- [Task description] Return, word for word, only the lines from the one containing "Task: Indicate the red and" through the last line of the entries.

- [Records for processing]
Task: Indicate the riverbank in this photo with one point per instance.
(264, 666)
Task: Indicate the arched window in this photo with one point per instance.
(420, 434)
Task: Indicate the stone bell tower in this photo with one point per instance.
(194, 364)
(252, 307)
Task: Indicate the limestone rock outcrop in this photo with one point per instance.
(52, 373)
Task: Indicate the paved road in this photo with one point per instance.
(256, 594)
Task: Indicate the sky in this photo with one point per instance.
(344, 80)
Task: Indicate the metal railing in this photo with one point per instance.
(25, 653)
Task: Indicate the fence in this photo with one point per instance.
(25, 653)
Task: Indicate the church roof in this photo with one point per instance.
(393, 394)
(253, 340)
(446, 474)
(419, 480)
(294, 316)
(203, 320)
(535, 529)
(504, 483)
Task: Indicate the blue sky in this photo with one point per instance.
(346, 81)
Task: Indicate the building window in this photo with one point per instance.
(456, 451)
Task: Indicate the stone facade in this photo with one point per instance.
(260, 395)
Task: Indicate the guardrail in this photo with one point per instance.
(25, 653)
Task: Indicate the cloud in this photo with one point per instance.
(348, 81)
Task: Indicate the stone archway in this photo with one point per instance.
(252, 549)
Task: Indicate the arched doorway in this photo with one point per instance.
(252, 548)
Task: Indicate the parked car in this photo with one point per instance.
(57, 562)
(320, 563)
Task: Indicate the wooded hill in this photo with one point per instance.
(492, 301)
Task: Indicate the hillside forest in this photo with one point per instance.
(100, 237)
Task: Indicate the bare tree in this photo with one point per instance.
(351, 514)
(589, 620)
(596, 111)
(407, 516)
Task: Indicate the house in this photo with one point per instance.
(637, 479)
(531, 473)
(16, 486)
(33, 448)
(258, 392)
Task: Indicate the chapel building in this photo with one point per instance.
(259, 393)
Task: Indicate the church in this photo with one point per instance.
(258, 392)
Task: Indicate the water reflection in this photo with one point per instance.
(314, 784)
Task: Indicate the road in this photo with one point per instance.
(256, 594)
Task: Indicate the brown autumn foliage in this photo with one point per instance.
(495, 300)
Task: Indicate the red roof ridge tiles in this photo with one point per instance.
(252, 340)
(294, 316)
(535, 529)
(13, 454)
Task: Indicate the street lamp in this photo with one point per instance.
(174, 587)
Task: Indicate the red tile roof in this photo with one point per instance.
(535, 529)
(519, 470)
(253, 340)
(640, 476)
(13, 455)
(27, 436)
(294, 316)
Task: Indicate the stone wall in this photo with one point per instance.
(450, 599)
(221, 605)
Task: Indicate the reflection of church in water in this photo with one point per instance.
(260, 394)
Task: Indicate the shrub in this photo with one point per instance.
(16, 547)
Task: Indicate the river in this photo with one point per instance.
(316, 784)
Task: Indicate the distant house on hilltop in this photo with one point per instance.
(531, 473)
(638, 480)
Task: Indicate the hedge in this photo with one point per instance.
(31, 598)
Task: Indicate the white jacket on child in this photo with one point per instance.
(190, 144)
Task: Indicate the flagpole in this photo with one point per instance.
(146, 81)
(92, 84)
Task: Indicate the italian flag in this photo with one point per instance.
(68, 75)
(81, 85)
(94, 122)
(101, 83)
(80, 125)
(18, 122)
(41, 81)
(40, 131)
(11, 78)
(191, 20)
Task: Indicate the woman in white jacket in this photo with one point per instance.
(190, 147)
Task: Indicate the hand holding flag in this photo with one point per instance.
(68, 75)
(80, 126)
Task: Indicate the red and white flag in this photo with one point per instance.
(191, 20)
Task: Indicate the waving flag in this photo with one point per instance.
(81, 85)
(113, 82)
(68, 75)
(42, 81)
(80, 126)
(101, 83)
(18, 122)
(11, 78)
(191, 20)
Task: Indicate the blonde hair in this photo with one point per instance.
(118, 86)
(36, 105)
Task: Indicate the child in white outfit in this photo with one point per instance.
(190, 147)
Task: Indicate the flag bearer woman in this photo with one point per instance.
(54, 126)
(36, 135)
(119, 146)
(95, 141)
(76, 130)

- [Answer to this task]
Task: Indicate the red and white flag in this photo with one point per instance.
(191, 20)
Task: Indicate the waving flag in this photo with one point per instance.
(81, 85)
(113, 82)
(68, 75)
(42, 81)
(80, 126)
(101, 83)
(18, 122)
(11, 78)
(191, 20)
Task: Indicate the blonde hair in this photo with one point per instance.
(118, 86)
(36, 105)
Task: Indicate the child in white outfit in this photo with one point per instance.
(190, 147)
Task: Indicate the flag bearer woman in this photo with one point per instance.
(54, 126)
(36, 135)
(119, 146)
(95, 141)
(76, 130)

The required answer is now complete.